> [Exercise description]:
Give the opening phrase of each of the six ways to protect the eyes that the passage on vision problems presents.

> [Passage shown]:
______________________________

Check out this video for more information on common vision problems and the different professionals who can manage them:

When to Seek Medical Help

You need to seek medical advice from your eye doctor if:

You experience complete or partial blindness in both or one eye, even if the blindness is temporary.

• You have double vision even if temporarily.

• You feel like there is a shade being pulled over your eyes.

• Have halos near light, blind spots or some areas that have sudden distorted vision.

• Your vision is suddenly blurring accompanied by eye pain, more so if that area is red. This is a medical emergency.

Here are some signs that indicate that you need to make an appointment to have a complete medical checkup:

• You have trouble seeing objects from either or both eyes.

• You find it hard to see in darkness.

• Your vision’s sharpness is disappearing gradually.

• You find it difficult to differentiate colors.

• You have blurry vision when you try to view things that are near you.

• You have a family history of diabetes, or you have diabetes.

• Eye discharge or itching.

• Vision changes caused by some medication.

How to Protect Your Eyes from Vision Problems

The following six ways will help you keep your eyes safe from vision problems as you perform your day-to-day tasks:

  • Pay attention to your diet. Eat foods rich in Vitamins A, C and E, lutein, Omega-3 Fatty Acids and antioxidants. Your diet should also consist of vitamin supplements, fish, green leafy vegetables and fruits. You should also maintain a healthy weight to avoid diabetes that also causes vision problems.
  • Avoid cigarettes. According to research, quitting smoking reduces your risk of getting degenerative eye conditions.
  • Wear hats with wide-brims and UV-absorbing glasses. These glasses should block 100% UV light, and wide brimmed hats help your vision in bright light.
  • Routine eye checkup. Your eye doctor will tell how regular you need eye checkup. Various factors will be used to determine the frequency of the checkup such as your age, family history, health and if you wear glasses.
  • Clean contact lenses and replace according to recommendation. Make sure that you follow the instructions given on cleaning your lenses. Also, ensure that you have followed all disinfection and care instructions for the contact lenses.
  • Prevent injuries. Wear safety glasses of goggles when you are playing sports or performing a task such as lawn mowing. That way, you will have protected your eyes from potential damage from those tasks.

______________________________

Stored entries:
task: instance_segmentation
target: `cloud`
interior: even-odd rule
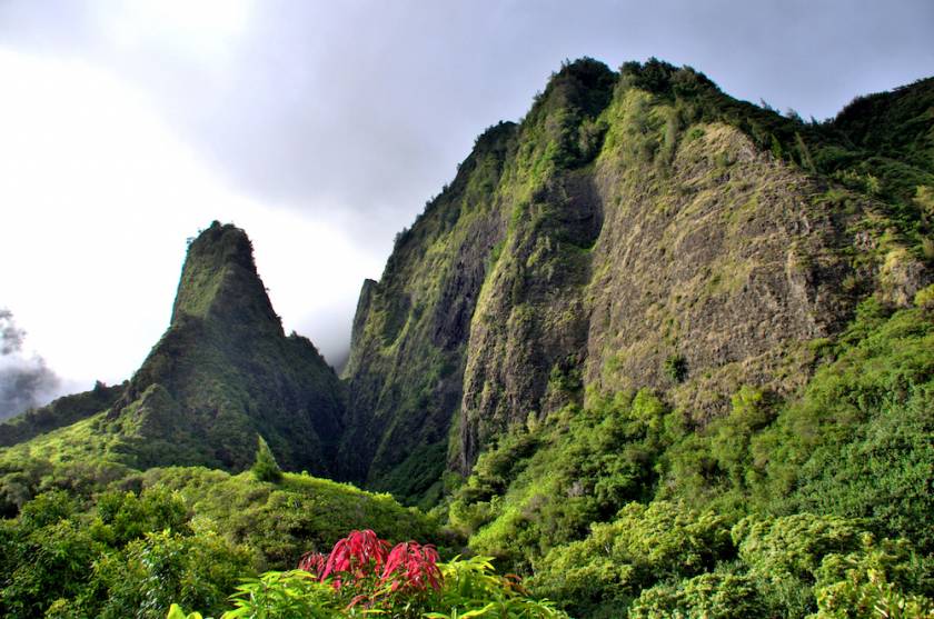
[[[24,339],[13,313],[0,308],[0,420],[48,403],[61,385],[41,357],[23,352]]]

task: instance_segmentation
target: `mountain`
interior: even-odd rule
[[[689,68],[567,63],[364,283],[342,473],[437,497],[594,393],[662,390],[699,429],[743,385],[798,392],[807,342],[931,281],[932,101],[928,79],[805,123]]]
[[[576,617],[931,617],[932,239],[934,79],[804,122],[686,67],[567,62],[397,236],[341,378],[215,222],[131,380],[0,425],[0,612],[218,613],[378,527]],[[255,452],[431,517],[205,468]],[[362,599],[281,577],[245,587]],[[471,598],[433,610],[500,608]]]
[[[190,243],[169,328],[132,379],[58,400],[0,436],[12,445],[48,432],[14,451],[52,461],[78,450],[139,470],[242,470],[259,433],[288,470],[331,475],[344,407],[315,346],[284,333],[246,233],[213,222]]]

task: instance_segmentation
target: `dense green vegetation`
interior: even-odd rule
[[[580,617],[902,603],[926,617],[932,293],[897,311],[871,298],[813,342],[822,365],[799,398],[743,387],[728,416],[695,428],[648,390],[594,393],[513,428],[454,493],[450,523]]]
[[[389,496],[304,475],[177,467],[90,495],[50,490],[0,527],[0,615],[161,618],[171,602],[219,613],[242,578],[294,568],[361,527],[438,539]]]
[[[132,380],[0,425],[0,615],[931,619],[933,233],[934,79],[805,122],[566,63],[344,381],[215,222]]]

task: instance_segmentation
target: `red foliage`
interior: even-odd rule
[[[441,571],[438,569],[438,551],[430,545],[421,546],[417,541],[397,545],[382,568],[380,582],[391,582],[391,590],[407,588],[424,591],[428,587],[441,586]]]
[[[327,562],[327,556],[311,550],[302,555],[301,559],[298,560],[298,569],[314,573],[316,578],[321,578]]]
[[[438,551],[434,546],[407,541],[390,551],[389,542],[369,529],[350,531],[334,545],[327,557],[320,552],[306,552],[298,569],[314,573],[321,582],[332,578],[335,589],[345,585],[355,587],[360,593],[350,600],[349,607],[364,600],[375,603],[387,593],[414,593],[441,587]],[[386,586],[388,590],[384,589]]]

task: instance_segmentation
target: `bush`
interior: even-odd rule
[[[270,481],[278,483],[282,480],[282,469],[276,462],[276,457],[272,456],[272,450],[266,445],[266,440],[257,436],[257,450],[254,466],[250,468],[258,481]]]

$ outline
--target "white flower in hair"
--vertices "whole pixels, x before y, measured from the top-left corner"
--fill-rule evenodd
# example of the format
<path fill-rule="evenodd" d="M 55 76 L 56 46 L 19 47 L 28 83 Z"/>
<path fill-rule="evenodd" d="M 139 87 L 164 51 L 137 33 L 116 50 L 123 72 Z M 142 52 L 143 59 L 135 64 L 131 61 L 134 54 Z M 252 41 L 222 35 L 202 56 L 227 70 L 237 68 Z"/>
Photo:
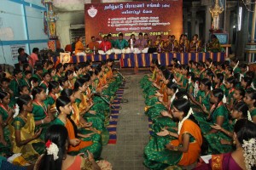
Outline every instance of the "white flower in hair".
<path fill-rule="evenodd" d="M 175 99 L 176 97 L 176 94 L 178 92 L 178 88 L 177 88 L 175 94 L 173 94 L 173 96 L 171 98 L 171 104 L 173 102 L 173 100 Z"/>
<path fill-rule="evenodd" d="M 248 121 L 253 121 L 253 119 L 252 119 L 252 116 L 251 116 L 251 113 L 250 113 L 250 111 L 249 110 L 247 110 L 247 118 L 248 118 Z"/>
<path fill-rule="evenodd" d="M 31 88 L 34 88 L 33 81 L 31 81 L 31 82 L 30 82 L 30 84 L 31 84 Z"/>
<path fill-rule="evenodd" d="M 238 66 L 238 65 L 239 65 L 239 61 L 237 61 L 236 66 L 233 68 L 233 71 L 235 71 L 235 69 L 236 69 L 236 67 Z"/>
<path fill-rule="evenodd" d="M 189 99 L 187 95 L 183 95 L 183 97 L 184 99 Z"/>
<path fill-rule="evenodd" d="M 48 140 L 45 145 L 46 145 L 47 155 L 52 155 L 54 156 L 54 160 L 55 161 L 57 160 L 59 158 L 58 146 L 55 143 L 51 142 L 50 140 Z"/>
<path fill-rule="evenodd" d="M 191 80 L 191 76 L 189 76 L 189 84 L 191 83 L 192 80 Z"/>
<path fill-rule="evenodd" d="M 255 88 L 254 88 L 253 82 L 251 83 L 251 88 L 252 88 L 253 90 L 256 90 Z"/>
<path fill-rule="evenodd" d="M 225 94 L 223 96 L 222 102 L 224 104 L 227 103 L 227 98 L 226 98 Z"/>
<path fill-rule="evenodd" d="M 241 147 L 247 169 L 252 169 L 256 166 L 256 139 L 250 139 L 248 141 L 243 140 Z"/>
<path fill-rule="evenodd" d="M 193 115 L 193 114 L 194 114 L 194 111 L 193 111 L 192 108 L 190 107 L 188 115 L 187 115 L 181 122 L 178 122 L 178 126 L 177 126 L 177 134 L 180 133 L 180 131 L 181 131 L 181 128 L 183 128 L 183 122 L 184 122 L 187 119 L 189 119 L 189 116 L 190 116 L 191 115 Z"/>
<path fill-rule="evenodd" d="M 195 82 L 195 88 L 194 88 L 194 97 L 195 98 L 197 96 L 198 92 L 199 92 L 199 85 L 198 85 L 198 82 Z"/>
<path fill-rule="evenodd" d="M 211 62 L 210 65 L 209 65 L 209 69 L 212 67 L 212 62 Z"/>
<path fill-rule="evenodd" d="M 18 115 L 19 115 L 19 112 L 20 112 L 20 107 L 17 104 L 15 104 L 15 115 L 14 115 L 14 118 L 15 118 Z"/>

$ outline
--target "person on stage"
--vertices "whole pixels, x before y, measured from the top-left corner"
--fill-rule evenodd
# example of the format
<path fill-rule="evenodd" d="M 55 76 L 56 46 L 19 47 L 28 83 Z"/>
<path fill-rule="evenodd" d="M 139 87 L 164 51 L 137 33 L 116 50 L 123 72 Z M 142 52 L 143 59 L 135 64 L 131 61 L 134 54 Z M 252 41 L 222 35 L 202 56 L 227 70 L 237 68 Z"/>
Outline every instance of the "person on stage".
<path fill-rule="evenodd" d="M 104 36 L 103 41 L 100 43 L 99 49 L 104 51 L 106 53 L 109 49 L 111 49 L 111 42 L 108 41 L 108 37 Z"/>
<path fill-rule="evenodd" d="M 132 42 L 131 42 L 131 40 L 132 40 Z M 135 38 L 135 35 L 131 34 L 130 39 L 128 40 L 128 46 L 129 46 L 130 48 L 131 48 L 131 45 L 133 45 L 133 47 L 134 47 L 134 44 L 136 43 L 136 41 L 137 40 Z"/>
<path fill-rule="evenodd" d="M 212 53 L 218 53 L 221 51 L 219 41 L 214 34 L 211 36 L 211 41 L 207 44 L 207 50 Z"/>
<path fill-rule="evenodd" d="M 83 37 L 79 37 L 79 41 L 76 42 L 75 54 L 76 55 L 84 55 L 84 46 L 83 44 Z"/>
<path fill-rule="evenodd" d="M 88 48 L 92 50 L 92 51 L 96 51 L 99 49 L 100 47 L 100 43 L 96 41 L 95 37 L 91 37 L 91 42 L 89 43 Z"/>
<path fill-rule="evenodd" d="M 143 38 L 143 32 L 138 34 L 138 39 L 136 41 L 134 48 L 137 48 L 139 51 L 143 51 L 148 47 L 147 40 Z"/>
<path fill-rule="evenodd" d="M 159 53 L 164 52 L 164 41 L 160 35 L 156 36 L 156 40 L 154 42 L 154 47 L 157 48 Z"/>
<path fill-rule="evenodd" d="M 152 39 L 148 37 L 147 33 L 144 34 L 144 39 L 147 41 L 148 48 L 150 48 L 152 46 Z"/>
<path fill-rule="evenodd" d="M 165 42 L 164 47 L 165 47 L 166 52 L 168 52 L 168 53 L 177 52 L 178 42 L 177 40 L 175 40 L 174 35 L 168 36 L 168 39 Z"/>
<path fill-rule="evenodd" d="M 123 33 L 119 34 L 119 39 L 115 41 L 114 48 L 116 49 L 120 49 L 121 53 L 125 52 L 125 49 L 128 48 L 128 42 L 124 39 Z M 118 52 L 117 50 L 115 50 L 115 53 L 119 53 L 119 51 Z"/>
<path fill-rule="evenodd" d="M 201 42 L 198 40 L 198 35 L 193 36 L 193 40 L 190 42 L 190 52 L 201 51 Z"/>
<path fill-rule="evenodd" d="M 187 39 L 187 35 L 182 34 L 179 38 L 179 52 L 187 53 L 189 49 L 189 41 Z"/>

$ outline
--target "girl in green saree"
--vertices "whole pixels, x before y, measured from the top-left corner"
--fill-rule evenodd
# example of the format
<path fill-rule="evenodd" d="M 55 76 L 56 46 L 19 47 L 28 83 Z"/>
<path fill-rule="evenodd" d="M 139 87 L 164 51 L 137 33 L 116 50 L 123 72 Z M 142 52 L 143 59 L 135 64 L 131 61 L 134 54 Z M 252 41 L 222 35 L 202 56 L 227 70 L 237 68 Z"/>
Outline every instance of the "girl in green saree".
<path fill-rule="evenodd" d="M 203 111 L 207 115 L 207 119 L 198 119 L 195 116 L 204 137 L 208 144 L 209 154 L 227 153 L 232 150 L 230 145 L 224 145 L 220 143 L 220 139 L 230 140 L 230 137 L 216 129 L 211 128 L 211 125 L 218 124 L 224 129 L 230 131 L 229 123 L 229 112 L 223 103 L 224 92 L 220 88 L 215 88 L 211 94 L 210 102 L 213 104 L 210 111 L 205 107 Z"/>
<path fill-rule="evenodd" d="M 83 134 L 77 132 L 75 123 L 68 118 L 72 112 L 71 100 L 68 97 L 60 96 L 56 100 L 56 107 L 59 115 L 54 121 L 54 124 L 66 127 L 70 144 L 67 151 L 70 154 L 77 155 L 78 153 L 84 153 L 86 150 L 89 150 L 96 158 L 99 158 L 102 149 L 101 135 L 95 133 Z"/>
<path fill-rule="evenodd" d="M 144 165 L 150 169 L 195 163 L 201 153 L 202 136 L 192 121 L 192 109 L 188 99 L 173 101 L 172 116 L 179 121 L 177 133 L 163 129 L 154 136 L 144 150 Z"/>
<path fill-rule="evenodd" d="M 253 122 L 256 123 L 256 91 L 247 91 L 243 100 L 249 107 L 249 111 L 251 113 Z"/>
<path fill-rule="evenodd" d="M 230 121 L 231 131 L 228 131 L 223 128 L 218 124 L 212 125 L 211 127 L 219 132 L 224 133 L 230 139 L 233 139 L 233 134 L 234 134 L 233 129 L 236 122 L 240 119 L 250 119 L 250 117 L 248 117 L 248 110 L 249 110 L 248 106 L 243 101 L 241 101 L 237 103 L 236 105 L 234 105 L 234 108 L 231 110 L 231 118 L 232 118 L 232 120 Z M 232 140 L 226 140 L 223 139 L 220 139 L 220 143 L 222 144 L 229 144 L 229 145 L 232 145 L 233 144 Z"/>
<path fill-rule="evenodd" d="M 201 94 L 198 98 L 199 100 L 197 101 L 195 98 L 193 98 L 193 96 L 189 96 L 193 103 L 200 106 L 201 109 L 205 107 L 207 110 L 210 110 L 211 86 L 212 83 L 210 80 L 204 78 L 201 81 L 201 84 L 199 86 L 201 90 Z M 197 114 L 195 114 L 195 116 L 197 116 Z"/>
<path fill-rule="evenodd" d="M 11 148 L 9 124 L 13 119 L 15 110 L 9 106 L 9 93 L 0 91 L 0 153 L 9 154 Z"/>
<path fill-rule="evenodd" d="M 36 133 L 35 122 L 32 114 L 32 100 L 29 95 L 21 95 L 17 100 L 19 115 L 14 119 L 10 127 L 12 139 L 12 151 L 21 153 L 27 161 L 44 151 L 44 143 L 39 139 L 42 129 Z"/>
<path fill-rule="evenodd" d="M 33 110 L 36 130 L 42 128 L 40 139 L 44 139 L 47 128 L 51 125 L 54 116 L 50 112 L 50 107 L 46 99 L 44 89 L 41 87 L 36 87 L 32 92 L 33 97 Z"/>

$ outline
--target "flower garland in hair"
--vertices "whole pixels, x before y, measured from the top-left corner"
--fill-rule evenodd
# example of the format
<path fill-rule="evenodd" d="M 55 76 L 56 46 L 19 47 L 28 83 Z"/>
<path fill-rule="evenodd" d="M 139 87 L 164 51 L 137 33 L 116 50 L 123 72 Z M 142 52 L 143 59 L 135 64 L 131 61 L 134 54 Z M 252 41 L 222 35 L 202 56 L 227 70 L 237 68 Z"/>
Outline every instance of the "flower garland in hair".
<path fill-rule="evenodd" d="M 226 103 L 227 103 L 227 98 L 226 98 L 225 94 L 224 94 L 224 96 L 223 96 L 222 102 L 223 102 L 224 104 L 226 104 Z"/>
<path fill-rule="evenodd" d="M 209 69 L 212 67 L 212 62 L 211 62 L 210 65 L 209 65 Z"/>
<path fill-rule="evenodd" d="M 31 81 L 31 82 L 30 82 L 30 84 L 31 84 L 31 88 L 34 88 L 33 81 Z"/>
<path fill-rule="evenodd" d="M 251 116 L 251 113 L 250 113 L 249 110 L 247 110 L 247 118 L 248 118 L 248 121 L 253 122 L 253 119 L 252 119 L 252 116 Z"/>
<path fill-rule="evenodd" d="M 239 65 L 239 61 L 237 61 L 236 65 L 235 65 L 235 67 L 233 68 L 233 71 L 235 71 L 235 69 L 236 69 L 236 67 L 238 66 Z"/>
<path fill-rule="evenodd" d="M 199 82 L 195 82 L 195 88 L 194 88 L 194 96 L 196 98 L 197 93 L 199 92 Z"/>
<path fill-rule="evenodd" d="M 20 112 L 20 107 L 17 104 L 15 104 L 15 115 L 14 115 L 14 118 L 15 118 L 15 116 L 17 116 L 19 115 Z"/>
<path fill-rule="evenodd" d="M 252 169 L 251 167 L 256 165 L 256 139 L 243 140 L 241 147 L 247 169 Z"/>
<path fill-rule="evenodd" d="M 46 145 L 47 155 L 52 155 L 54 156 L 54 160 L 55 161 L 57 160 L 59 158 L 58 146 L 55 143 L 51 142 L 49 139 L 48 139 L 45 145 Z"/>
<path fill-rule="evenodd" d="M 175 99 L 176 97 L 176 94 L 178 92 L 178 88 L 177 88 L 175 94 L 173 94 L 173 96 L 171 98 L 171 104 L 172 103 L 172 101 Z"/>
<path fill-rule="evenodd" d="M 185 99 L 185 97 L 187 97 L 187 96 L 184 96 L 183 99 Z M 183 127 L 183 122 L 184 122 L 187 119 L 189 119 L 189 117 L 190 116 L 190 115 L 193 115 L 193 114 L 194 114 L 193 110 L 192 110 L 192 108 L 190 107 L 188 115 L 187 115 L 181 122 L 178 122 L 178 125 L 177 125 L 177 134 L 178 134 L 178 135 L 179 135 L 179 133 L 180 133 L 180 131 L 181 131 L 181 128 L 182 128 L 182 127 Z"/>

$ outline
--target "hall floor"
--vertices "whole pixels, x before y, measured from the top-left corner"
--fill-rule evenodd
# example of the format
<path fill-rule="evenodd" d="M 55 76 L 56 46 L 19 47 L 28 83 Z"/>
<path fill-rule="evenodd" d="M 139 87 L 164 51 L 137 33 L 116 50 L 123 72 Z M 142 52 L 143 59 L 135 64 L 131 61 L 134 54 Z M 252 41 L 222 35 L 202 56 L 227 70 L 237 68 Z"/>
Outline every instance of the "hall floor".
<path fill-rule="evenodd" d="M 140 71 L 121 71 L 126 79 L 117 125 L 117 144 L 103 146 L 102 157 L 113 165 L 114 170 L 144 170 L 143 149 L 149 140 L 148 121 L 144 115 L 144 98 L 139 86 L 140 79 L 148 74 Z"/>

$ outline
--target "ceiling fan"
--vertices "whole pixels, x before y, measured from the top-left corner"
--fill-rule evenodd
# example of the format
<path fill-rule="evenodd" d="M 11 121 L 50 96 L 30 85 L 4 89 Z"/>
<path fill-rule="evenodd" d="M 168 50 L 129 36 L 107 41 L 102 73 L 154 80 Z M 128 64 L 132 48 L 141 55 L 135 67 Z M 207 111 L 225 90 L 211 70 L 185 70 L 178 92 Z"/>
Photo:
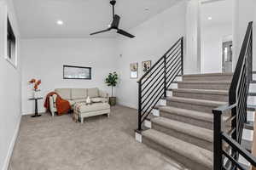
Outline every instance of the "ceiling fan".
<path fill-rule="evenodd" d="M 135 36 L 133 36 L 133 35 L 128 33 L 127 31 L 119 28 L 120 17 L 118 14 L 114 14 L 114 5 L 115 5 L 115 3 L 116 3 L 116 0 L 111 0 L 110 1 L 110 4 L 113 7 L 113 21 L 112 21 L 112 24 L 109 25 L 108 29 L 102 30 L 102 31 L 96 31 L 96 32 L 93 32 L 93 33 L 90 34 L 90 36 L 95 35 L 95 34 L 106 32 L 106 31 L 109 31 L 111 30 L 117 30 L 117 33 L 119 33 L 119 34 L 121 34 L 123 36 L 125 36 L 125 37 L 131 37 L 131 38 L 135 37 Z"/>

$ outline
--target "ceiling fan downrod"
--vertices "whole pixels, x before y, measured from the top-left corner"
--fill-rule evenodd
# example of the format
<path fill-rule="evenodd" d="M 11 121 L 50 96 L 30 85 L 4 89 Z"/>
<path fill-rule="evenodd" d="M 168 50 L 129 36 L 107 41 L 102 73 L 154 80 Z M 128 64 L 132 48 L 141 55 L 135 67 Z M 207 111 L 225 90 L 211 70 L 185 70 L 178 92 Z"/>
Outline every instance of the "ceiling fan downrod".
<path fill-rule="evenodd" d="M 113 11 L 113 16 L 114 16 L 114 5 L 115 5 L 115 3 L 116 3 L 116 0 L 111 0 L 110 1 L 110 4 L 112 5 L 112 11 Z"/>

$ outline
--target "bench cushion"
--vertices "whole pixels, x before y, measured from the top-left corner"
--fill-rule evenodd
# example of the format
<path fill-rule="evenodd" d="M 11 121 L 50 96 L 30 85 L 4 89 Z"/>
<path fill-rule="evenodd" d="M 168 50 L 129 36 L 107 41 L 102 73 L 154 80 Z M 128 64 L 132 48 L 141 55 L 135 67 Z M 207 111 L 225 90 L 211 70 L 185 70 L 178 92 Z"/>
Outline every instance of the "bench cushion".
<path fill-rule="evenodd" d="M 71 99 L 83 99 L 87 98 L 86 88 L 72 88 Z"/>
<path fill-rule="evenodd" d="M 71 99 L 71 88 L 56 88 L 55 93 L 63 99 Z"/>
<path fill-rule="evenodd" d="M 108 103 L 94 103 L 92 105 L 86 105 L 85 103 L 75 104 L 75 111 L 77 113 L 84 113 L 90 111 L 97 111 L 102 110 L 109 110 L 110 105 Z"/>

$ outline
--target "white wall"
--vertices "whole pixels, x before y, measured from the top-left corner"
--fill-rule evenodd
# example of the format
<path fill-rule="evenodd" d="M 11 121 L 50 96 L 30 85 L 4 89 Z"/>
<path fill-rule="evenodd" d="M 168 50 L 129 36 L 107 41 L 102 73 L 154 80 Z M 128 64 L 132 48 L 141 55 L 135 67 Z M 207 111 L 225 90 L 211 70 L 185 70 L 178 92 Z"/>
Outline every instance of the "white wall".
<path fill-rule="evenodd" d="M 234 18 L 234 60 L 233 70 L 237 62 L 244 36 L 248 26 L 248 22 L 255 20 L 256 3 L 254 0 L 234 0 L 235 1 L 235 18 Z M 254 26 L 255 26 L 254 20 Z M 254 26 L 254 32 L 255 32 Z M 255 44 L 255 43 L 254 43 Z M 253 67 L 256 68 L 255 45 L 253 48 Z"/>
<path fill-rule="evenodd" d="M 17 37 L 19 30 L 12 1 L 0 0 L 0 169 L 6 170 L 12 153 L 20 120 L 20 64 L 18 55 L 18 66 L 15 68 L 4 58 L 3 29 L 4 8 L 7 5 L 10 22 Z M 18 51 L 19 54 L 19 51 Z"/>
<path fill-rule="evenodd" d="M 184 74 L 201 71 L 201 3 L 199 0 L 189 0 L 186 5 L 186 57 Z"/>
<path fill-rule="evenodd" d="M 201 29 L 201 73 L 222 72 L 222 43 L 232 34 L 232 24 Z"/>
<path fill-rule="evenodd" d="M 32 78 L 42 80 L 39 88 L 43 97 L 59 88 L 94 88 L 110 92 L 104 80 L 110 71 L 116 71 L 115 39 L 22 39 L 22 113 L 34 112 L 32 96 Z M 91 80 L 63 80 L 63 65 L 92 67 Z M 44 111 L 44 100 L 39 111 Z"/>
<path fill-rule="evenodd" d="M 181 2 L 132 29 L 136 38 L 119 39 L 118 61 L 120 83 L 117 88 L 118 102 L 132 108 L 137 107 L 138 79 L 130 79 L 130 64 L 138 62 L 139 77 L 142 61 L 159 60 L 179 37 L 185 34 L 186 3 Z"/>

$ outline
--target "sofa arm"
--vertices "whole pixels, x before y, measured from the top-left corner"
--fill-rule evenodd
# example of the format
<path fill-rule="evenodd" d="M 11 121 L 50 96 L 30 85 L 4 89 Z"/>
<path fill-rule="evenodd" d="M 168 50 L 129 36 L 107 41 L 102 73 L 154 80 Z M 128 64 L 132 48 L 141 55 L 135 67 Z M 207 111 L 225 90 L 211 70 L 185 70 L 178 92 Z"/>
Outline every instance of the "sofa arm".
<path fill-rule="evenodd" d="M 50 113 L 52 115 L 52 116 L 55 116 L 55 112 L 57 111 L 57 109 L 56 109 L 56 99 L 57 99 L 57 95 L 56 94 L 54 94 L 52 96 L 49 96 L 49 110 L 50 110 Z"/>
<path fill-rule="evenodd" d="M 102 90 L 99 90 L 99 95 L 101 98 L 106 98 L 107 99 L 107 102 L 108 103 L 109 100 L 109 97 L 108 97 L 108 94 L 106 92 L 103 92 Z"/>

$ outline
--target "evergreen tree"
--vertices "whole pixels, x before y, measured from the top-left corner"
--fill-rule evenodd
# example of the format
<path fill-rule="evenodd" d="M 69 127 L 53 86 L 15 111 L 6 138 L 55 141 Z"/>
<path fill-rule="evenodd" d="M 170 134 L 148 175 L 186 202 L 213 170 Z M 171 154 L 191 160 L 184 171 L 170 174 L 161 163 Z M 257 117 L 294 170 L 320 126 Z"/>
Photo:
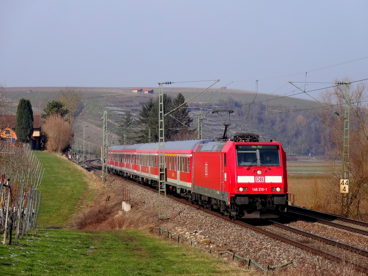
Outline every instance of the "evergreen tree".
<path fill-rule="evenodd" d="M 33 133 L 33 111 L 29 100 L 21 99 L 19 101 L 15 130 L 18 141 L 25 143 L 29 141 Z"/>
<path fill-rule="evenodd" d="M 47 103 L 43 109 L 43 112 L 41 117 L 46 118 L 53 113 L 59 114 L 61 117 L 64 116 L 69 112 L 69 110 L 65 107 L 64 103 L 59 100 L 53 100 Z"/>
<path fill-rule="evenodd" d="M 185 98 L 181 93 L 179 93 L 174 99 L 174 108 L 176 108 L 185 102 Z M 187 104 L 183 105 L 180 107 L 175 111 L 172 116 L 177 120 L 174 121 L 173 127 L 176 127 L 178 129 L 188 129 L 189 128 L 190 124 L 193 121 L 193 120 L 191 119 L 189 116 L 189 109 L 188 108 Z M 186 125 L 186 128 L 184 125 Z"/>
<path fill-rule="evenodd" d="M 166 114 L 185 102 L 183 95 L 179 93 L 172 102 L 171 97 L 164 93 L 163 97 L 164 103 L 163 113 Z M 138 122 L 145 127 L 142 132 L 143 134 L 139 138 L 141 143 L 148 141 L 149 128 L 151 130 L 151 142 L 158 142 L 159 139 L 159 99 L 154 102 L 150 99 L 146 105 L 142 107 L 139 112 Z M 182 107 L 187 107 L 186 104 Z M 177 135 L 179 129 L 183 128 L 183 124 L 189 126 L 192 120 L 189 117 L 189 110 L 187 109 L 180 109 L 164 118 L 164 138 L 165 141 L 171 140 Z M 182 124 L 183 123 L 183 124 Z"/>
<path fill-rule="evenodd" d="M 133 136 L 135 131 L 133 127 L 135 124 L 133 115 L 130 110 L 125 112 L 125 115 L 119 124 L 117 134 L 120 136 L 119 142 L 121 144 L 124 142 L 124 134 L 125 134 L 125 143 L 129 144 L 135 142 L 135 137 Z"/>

______________________________

> [Result of the task]:
- Pay attention to your diet.
- Avoid cigarettes.
- Wear hats with wide-brims and UV-absorbing glasses.
- Routine eye checkup.
- Clean contact lenses and replace according to recommendation.
- Prevent injuries.